◆ Directions for this task
Transcribe all the lines below exactly. Omit the pictures.

··· Given data ···

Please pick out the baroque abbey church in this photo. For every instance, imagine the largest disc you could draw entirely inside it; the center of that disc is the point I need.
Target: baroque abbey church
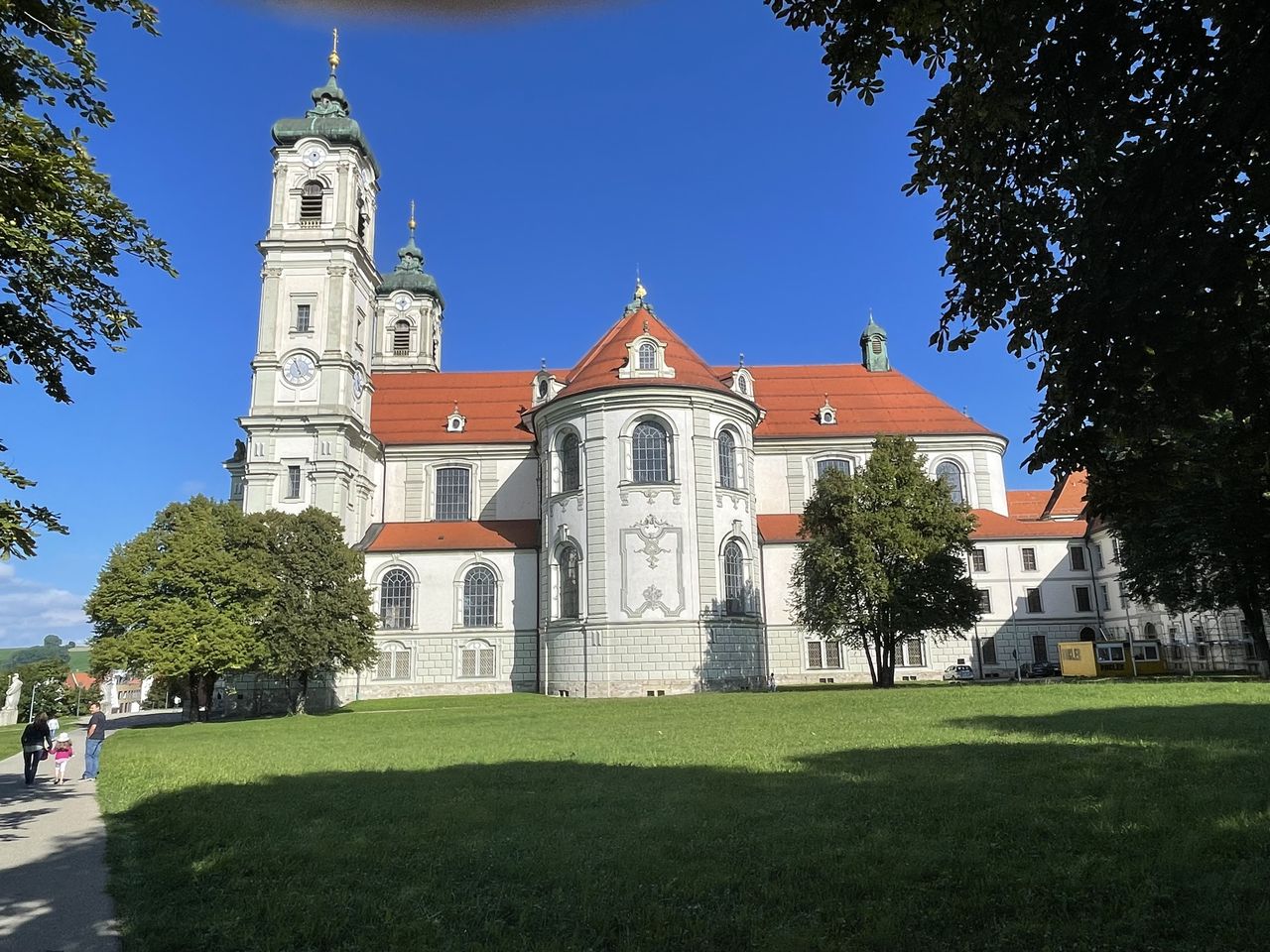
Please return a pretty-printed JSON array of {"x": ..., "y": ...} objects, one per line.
[{"x": 621, "y": 527}]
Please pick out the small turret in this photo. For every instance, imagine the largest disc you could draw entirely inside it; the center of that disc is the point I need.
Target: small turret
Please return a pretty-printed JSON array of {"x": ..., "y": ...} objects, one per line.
[{"x": 873, "y": 347}]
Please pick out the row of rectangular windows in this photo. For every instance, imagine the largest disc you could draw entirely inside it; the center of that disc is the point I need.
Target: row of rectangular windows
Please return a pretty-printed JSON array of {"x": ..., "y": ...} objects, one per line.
[
  {"x": 1028, "y": 556},
  {"x": 1080, "y": 595}
]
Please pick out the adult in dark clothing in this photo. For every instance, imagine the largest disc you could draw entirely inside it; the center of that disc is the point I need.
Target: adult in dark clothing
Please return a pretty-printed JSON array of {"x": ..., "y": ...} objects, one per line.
[
  {"x": 35, "y": 747},
  {"x": 93, "y": 743}
]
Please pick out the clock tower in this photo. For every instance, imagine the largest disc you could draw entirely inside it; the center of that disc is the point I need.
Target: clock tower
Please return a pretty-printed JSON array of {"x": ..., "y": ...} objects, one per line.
[{"x": 308, "y": 429}]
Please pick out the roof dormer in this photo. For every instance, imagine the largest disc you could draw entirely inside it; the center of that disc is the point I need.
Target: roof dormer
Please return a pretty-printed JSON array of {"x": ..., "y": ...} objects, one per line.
[
  {"x": 545, "y": 386},
  {"x": 742, "y": 381},
  {"x": 645, "y": 357}
]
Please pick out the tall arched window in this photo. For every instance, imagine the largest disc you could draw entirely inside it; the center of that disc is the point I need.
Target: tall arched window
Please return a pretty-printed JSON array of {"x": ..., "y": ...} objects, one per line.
[
  {"x": 952, "y": 479},
  {"x": 651, "y": 458},
  {"x": 571, "y": 463},
  {"x": 648, "y": 356},
  {"x": 397, "y": 593},
  {"x": 394, "y": 661},
  {"x": 477, "y": 660},
  {"x": 726, "y": 460},
  {"x": 570, "y": 601},
  {"x": 402, "y": 339},
  {"x": 310, "y": 203},
  {"x": 734, "y": 578},
  {"x": 479, "y": 593},
  {"x": 839, "y": 463}
]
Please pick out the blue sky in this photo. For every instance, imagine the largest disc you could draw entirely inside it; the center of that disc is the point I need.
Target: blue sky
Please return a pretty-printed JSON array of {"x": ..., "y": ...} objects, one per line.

···

◆ Output below
Please pick out the baroque abbey church in this photo. For every instance, imagine the largest disc you could draw entirely inside it; the center of that disc is the point I need.
Target: baroque abbey church
Please return a pretty-printed JSON array of {"x": ..., "y": ...} objects, one per line.
[{"x": 621, "y": 527}]
Please pick out the small turret in this photo. For every instance, imagine the largest disc you could draw entirely inside it; the center of that disc is the point I need.
Target: small turret
Please return a pretty-printed JSON array of {"x": ..., "y": ...} objects, one per line.
[{"x": 873, "y": 347}]
Please pick out the row of rectangular windows in this photo. For every instance, imagine the largest disc you could draw entirely inside it; the center of that disc is the point I need.
Target: row of rectangular windows
Please return a pretty-printed JSON array of {"x": ..., "y": ...} objects, one per line.
[
  {"x": 1028, "y": 556},
  {"x": 1080, "y": 595}
]
Please pick out the adult in dark clothing in this photo. For every instance, imagine the largest disc you could draw entirely inside it; the center of that disc is the point I need.
Target: adult in dark clothing
Please return a pretty-printed JSON array of {"x": ..., "y": ...} objects, one per line.
[
  {"x": 35, "y": 747},
  {"x": 93, "y": 743}
]
Please pick out the clock tower in this photo. For every instance, imagine the largest disc you could draw entirely inside it; the center of that disc is the point I need.
Target: clock tower
Please return a pretty-printed JSON array of {"x": ..., "y": ...} objects, one per line.
[{"x": 308, "y": 429}]
Please pick out the roof dormer in this photo. For every instance, imagine the largest disc you could draw entirely inside it; the center of that disc is the point I need.
Target: roof dormer
Please return a pretty-printed JSON array of {"x": ..., "y": ...} objects, one per line.
[
  {"x": 545, "y": 386},
  {"x": 742, "y": 381},
  {"x": 645, "y": 357}
]
Please pick out the tall arched window in this photo. For every instance, imagine the largest disc you could draw entirely inside it; the center of that disc is the point I need.
Target: tall arched window
Please return a pretty-printed JSON array of {"x": ..., "y": ...} objects, one per line.
[
  {"x": 952, "y": 479},
  {"x": 651, "y": 458},
  {"x": 571, "y": 463},
  {"x": 648, "y": 356},
  {"x": 397, "y": 593},
  {"x": 394, "y": 661},
  {"x": 477, "y": 660},
  {"x": 726, "y": 460},
  {"x": 570, "y": 601},
  {"x": 402, "y": 339},
  {"x": 310, "y": 203},
  {"x": 734, "y": 578},
  {"x": 479, "y": 593},
  {"x": 839, "y": 463}
]
Please pick out the blue sky in this photo. For every instance, imagine the largest disc you could draw entirely inside it; the center of that disc is the point I need.
Target: blue sky
Please return a pretty-printed JSON array of {"x": ..., "y": ...} objects, one per line.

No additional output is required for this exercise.